TEXT TO READ:

##########

Skip to content

Bayesian Model Criticism

This tutorial walks through a scoring-and-stacking workflow for Bayesian models. It demonstrates the features that set trade-study apart from conventional hyperparameter optimizers: proper scoring rules, calibration assessment, and score-based model averaging.

The underlying model is a conjugate Bayesian linear regression — no MCMC sampler or external probabilistic programming library needed, only numpy.

Run it yourself

The full runnable script is at examples/bayesian_study.py.

uv run --extra examples python examples/bayesian_study.py

The problem

We want to fit a Bayesian regression \(y = a + bx + \varepsilon\) where \(\varepsilon \sim \mathcal{N}(0,\sigma_\text{true}^2)\) and the true coefficients are known (\(a=2\), \(b=3\), \(\sigma_\text{true}=0.5\)).

The design question is: which prior hyperparameters and sample sizes produce well-calibrated, accurate posteriors? Specifically, each configuration controls three knobs:

Factor Meaning
prior_var Variance of the Normal prior on \((a, b)\)
noise_scale Assumed observation noise \(\sigma\) (may disagree with truth)
n_obs Number of training observations

Choosing noise_scale too small produces overconfident posteriors; too large gives conservative intervals. A tight prior (prior_var small) biases the coefficients toward zero. More data always helps, but at a computational cost.

Ground-truth model

# True data-generating process:  y = a + b*x + eps,  eps ~ N(0, sigma_true^2)
TRUE_A = 2.0  # intercept
TRUE_B = 3.0  # slope
SIGMA_TRUE = 0.5  # observation noise std

N_TEST = 50  # test locations for scoring
RNG_SEED = 42

rng = np.random.default_rng(RNG_SEED)
X_TEST = np.linspace(0.0, 1.0, N_TEST)
Y_TEST = TRUE_A + TRUE_B * X_TEST + rng.normal(0.0, SIGMA_TRUE, N_TEST)

Conjugate posterior

Because we use a Normal prior with known noise variance, the posterior over regression coefficients is available in closed form. Given design matrix \(\mathbf{X}\) and prior precision \(\boldsymbol{\Lambda}_0 = \sigma_\text{prior}^{-2}\mathbf{I}\):

\[ \boldsymbol{\Sigma}_n = \left(\boldsymbol{\Lambda}_0 + \frac{\mathbf{X}^\top\mathbf{X}}{\sigma^2}\right)^{-1} \qquad \boldsymbol{\mu}_n = \boldsymbol{\Sigma}_n \frac{\mathbf{X}^\top\mathbf{y}}{\sigma^2} \]

We draw posterior predictive samples by projecting coefficient draws through the test design matrix and adding observation noise.

##########

Source data:

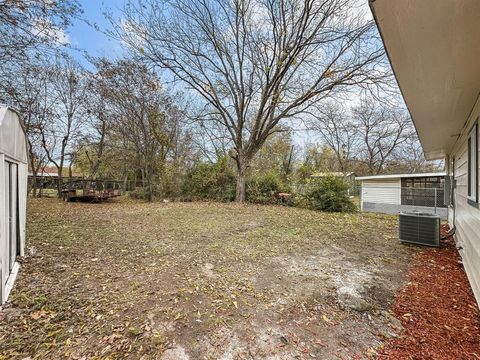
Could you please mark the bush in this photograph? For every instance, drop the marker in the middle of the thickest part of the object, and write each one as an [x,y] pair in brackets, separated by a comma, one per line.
[330,193]
[210,181]
[262,188]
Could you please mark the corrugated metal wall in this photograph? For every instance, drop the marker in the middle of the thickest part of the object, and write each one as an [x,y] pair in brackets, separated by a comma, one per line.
[385,191]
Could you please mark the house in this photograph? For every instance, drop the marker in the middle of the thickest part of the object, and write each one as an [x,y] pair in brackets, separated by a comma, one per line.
[349,178]
[434,49]
[395,193]
[13,196]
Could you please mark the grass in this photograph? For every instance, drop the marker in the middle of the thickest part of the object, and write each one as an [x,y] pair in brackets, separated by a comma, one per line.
[128,279]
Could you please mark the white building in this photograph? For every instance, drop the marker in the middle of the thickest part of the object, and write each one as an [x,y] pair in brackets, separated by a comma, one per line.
[13,196]
[392,194]
[434,49]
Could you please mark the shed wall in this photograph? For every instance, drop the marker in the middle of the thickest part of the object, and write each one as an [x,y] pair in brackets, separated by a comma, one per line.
[386,191]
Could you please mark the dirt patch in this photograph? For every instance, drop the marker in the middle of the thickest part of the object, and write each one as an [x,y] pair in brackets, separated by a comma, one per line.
[437,310]
[127,279]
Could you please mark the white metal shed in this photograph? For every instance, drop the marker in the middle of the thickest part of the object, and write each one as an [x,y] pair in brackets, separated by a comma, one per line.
[394,193]
[13,196]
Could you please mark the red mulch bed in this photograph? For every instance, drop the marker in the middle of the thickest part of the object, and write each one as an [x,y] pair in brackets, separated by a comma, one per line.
[437,310]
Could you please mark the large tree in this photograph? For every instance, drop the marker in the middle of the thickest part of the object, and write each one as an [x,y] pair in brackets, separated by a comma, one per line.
[255,63]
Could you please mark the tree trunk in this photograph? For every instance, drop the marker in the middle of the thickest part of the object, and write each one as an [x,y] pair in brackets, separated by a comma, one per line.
[242,165]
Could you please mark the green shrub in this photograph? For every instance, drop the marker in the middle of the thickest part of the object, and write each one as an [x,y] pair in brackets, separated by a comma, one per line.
[210,181]
[262,188]
[330,193]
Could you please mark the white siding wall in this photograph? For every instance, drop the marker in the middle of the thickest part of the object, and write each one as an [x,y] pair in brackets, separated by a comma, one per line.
[385,191]
[467,216]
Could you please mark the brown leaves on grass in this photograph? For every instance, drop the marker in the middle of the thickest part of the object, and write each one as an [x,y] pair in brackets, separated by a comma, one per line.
[437,310]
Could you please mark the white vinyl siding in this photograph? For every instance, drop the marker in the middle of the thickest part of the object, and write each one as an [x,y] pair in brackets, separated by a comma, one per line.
[467,213]
[381,191]
[472,169]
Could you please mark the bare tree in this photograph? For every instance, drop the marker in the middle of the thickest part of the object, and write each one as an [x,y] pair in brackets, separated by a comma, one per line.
[28,92]
[338,131]
[255,63]
[145,120]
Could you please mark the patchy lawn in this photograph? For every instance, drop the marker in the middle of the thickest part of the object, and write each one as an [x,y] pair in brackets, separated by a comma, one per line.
[202,281]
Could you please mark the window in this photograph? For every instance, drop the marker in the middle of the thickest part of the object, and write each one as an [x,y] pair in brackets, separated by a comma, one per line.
[473,164]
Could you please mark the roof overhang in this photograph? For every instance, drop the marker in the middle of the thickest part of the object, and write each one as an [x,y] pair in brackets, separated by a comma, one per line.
[434,49]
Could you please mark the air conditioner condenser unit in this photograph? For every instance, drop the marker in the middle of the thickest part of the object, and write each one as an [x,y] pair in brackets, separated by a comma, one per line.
[419,228]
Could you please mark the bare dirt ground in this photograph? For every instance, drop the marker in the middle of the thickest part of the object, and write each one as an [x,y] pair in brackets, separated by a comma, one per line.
[202,281]
[437,309]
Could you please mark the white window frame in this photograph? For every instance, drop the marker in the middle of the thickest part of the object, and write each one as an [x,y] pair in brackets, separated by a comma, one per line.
[472,163]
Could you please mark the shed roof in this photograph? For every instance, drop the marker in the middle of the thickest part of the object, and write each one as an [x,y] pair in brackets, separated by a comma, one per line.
[399,176]
[13,140]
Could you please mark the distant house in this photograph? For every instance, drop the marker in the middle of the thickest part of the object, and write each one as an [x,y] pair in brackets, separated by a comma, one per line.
[392,194]
[13,197]
[349,177]
[433,47]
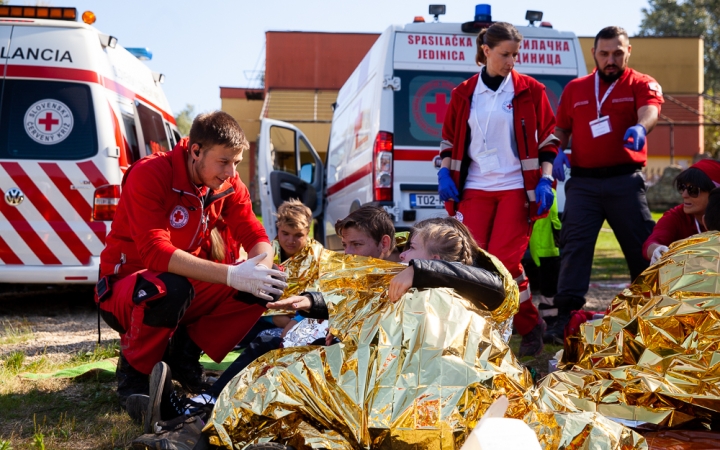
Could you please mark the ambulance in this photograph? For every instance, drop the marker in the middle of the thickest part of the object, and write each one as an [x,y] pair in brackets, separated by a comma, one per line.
[76,109]
[386,127]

##########

GIVEN EXERCISE: From the Bayesian model criticism tutorial, quote word for word the passage that opens with "# True data-generating" and closes with "rng = np.random.default_rng(RNG_SEED)".

COMPLETED EXERCISE:
# True data-generating process:  y = a + b*x + eps,  eps ~ N(0, sigma_true^2)
TRUE_A = 2.0  # intercept
TRUE_B = 3.0  # slope
SIGMA_TRUE = 0.5  # observation noise std

N_TEST = 50  # test locations for scoring
RNG_SEED = 42

rng = np.random.default_rng(RNG_SEED)